Listed entries:
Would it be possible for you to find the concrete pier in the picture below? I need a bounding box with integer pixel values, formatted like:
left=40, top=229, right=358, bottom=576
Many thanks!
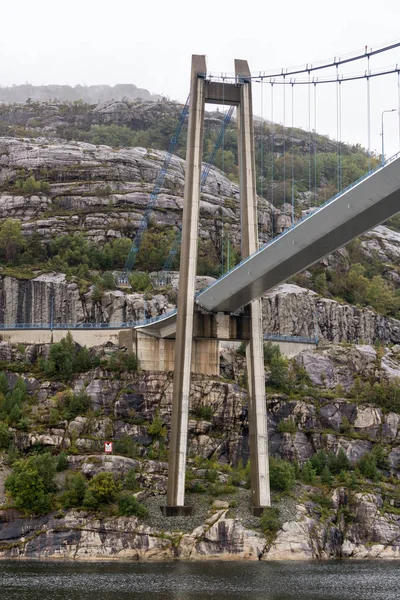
left=163, top=55, right=207, bottom=515
left=236, top=60, right=270, bottom=512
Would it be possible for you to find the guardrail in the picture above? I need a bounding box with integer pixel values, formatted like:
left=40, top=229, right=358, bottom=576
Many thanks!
left=0, top=309, right=178, bottom=331
left=264, top=334, right=318, bottom=344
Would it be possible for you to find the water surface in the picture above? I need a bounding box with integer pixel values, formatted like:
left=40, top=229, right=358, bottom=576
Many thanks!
left=0, top=560, right=399, bottom=600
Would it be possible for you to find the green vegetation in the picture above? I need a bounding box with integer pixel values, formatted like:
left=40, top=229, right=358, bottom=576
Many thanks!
left=38, top=333, right=138, bottom=381
left=5, top=453, right=56, bottom=514
left=41, top=332, right=94, bottom=381
left=118, top=493, right=148, bottom=517
left=0, top=219, right=26, bottom=264
left=60, top=472, right=87, bottom=509
left=277, top=418, right=297, bottom=434
left=269, top=457, right=296, bottom=492
left=192, top=405, right=214, bottom=420
left=0, top=376, right=29, bottom=429
left=56, top=390, right=90, bottom=421
left=83, top=472, right=120, bottom=509
left=260, top=507, right=281, bottom=541
left=303, top=242, right=400, bottom=319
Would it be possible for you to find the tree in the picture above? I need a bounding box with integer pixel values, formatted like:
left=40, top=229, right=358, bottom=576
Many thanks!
left=60, top=472, right=87, bottom=508
left=83, top=472, right=120, bottom=509
left=358, top=452, right=379, bottom=481
left=0, top=422, right=11, bottom=449
left=118, top=493, right=148, bottom=517
left=268, top=354, right=289, bottom=390
left=147, top=411, right=167, bottom=440
left=5, top=453, right=56, bottom=514
left=302, top=460, right=317, bottom=484
left=0, top=218, right=26, bottom=263
left=44, top=332, right=76, bottom=381
left=269, top=457, right=295, bottom=492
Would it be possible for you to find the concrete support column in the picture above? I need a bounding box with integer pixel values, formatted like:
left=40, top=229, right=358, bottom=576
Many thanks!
left=163, top=55, right=206, bottom=515
left=236, top=60, right=271, bottom=512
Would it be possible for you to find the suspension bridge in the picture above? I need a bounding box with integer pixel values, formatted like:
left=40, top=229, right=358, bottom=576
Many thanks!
left=2, top=40, right=400, bottom=516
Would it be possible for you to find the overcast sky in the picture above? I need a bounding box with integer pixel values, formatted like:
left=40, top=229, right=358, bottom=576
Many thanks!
left=2, top=0, right=400, bottom=156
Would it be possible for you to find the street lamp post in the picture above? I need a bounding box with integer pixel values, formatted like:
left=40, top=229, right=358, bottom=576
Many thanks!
left=291, top=179, right=305, bottom=227
left=381, top=108, right=397, bottom=164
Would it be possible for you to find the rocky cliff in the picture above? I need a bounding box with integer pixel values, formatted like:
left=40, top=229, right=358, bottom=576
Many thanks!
left=0, top=340, right=400, bottom=560
left=1, top=274, right=398, bottom=346
left=0, top=136, right=273, bottom=247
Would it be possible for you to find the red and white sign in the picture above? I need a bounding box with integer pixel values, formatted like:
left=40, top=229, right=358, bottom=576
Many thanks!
left=104, top=441, right=113, bottom=454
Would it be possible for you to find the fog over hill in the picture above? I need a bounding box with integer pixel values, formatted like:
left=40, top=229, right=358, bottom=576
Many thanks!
left=0, top=84, right=162, bottom=105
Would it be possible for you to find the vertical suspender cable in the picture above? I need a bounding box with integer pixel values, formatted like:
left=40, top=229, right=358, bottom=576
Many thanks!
left=271, top=82, right=275, bottom=237
left=336, top=65, right=340, bottom=194
left=367, top=55, right=371, bottom=172
left=339, top=79, right=342, bottom=192
left=308, top=70, right=311, bottom=209
left=314, top=81, right=317, bottom=205
left=260, top=79, right=264, bottom=200
left=398, top=70, right=400, bottom=151
left=291, top=81, right=295, bottom=226
left=283, top=75, right=286, bottom=213
left=221, top=77, right=225, bottom=274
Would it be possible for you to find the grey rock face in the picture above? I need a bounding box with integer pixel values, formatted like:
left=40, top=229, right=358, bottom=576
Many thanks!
left=264, top=284, right=400, bottom=344
left=0, top=137, right=274, bottom=249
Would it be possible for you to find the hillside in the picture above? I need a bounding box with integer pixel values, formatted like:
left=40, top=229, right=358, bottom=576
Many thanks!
left=0, top=95, right=400, bottom=561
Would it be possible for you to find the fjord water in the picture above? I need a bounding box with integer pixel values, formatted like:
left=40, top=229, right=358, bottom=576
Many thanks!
left=1, top=560, right=399, bottom=600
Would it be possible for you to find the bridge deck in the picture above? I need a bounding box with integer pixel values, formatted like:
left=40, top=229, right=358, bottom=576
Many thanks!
left=197, top=153, right=400, bottom=313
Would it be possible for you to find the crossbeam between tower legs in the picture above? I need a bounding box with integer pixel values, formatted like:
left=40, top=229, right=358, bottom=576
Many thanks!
left=161, top=55, right=206, bottom=517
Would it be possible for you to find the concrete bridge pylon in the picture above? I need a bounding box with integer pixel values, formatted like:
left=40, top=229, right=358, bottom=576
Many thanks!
left=162, top=55, right=270, bottom=517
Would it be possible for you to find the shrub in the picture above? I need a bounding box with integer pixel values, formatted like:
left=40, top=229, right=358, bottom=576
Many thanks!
left=114, top=435, right=139, bottom=459
left=263, top=342, right=281, bottom=365
left=129, top=272, right=152, bottom=292
left=83, top=472, right=120, bottom=509
left=107, top=350, right=139, bottom=372
left=358, top=452, right=379, bottom=481
left=269, top=457, right=295, bottom=492
left=118, top=493, right=148, bottom=518
left=0, top=372, right=9, bottom=395
left=372, top=444, right=389, bottom=471
left=327, top=448, right=351, bottom=475
left=44, top=332, right=76, bottom=381
left=302, top=460, right=317, bottom=484
left=60, top=472, right=87, bottom=508
left=0, top=421, right=11, bottom=449
left=320, top=465, right=333, bottom=486
left=57, top=391, right=90, bottom=421
left=192, top=405, right=213, bottom=420
left=277, top=418, right=296, bottom=434
left=5, top=453, right=56, bottom=514
left=268, top=355, right=290, bottom=391
left=260, top=507, right=280, bottom=540
left=147, top=411, right=167, bottom=440
left=0, top=377, right=28, bottom=427
left=56, top=452, right=69, bottom=472
left=124, top=468, right=139, bottom=491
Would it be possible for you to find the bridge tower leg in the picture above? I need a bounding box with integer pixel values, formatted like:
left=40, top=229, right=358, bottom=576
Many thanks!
left=162, top=56, right=206, bottom=516
left=236, top=60, right=271, bottom=513
left=163, top=55, right=270, bottom=516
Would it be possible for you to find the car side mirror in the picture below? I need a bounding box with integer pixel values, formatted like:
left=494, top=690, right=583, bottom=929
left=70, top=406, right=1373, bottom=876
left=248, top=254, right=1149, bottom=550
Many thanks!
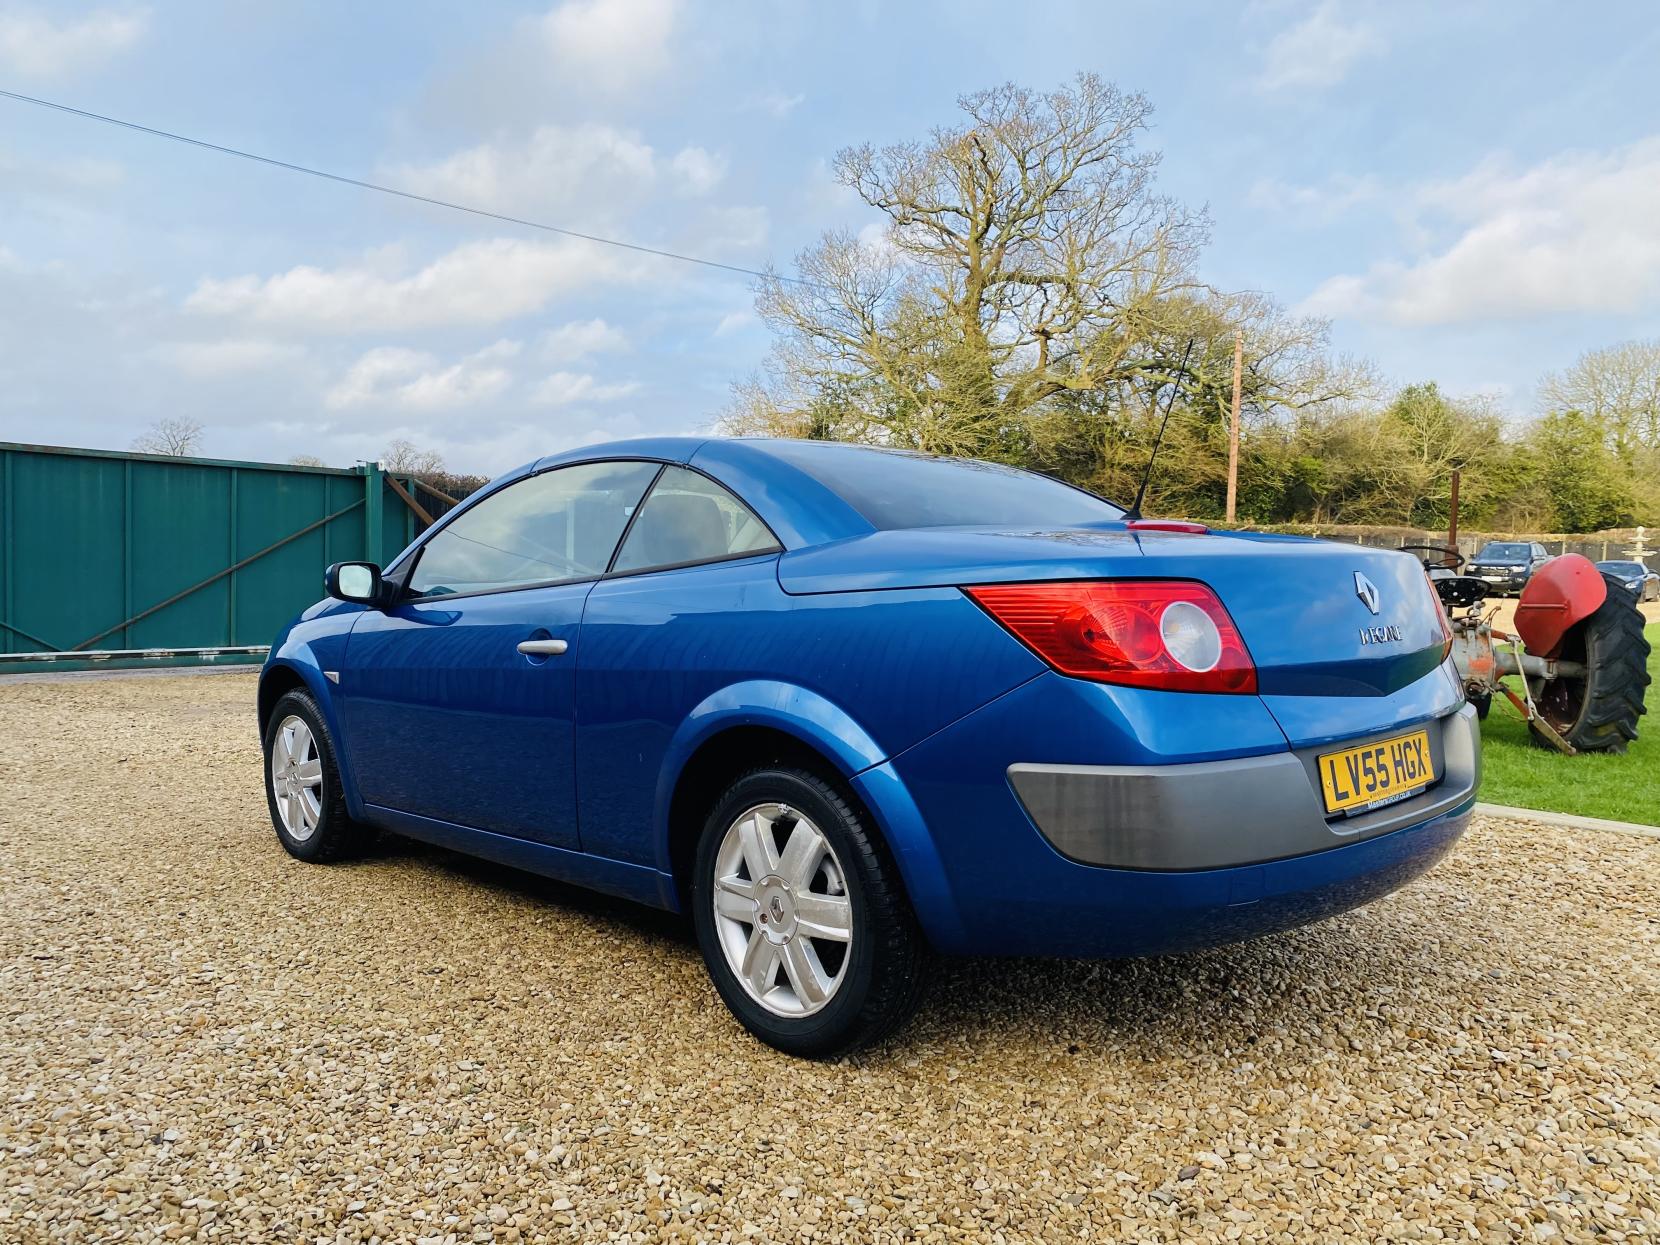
left=325, top=561, right=385, bottom=606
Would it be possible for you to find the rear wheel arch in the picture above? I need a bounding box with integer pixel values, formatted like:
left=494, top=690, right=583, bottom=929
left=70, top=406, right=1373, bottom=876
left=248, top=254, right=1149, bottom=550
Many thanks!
left=666, top=725, right=878, bottom=913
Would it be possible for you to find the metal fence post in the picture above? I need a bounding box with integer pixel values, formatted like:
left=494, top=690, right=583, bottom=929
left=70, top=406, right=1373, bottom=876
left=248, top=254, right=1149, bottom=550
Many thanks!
left=363, top=461, right=383, bottom=562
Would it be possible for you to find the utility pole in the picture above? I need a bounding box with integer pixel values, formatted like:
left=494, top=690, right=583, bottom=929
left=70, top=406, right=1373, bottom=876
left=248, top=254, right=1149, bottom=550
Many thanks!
left=1447, top=469, right=1461, bottom=558
left=1226, top=329, right=1243, bottom=523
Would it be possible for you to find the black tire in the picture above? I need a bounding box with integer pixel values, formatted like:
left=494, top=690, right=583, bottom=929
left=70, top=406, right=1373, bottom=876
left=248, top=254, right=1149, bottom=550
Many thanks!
left=690, top=768, right=930, bottom=1058
left=261, top=689, right=371, bottom=862
left=1529, top=573, right=1652, bottom=754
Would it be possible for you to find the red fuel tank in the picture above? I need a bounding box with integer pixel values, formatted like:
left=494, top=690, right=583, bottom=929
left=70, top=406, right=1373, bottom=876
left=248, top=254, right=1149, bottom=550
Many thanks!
left=1513, top=553, right=1608, bottom=657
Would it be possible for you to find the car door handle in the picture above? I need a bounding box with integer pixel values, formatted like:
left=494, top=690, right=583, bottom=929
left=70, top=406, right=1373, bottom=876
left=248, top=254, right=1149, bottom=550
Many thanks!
left=517, top=639, right=569, bottom=656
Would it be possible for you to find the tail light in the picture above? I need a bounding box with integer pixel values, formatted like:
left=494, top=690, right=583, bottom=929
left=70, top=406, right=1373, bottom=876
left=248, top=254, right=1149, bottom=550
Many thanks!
left=965, top=580, right=1257, bottom=694
left=1424, top=571, right=1454, bottom=662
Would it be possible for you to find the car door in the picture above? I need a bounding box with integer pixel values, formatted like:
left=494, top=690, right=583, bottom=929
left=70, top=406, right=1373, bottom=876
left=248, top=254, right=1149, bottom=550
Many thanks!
left=573, top=465, right=785, bottom=865
left=341, top=459, right=662, bottom=848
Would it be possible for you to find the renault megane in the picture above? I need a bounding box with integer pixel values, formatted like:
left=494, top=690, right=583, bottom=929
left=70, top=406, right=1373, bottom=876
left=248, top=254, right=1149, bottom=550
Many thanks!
left=260, top=438, right=1476, bottom=1056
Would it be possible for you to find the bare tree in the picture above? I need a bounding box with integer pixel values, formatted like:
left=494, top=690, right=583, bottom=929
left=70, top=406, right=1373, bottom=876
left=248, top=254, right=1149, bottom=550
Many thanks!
left=132, top=416, right=204, bottom=457
left=1538, top=339, right=1660, bottom=520
left=288, top=454, right=327, bottom=467
left=1539, top=339, right=1660, bottom=457
left=379, top=438, right=446, bottom=475
left=727, top=74, right=1208, bottom=456
left=964, top=284, right=1373, bottom=516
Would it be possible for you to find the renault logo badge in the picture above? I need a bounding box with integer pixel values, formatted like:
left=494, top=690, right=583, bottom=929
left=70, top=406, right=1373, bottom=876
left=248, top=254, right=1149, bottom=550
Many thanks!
left=1354, top=571, right=1381, bottom=615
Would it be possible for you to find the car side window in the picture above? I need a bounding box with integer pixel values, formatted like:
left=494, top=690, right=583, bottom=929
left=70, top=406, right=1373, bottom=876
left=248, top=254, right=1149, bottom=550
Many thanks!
left=408, top=460, right=661, bottom=597
left=610, top=466, right=779, bottom=575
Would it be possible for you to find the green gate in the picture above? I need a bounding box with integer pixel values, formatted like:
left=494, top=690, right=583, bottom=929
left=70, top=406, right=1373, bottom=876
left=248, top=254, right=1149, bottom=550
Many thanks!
left=0, top=442, right=440, bottom=672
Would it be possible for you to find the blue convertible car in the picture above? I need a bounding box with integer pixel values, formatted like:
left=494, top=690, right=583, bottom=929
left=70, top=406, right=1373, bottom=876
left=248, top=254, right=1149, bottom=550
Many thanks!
left=260, top=437, right=1477, bottom=1055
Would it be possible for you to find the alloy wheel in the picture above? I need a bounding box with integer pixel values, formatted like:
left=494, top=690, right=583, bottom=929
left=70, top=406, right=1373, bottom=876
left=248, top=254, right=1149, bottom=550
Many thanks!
left=711, top=802, right=853, bottom=1017
left=270, top=714, right=324, bottom=841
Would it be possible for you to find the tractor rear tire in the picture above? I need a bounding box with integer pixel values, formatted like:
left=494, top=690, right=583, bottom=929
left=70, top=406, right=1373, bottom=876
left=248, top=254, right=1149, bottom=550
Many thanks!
left=1529, top=573, right=1651, bottom=754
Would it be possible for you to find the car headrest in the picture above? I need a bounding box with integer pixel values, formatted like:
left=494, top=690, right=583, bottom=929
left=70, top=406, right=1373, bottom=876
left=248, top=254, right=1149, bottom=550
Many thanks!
left=631, top=491, right=728, bottom=567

Exercise prompt:
When you reach the line holding "Would it be possible for you to find the red and" in the records above, begin reproducing exactly, stop after the line holding "Would it be possible for you to find the hillside", and output nothing else.

Answer to the exercise:
Would it be possible for you to find the red and white sign in the picture above? I need a bounding box with integer pixel values, formatted like:
left=40, top=229, right=358, bottom=576
Many thanks!
left=104, top=441, right=113, bottom=454
Would it be possible for you to find the fog over hill in the picture above? I need a bounding box with integer pixel values, formatted like:
left=40, top=229, right=358, bottom=576
Many thanks!
left=0, top=84, right=162, bottom=105
Would it be possible for you to find the vertical suspender cable in the picture above? I need a bounding box with integer pixel values, formatted like:
left=40, top=229, right=358, bottom=576
Many thanks!
left=271, top=82, right=275, bottom=237
left=336, top=65, right=340, bottom=194
left=367, top=55, right=371, bottom=172
left=339, top=79, right=342, bottom=192
left=308, top=70, right=311, bottom=209
left=314, top=81, right=317, bottom=205
left=260, top=79, right=264, bottom=200
left=398, top=70, right=400, bottom=151
left=291, top=81, right=295, bottom=226
left=283, top=75, right=286, bottom=213
left=221, top=77, right=225, bottom=274
Would it be possible for you to find the grey rock face in the picture above? I need a bounding box with integer pixel values, formatted like:
left=40, top=229, right=358, bottom=576
Many thanks!
left=264, top=284, right=400, bottom=344
left=0, top=137, right=274, bottom=249
Would it be possible for you to find the hillside in the picture above? I need a bounding box with integer pixel values, formatted like:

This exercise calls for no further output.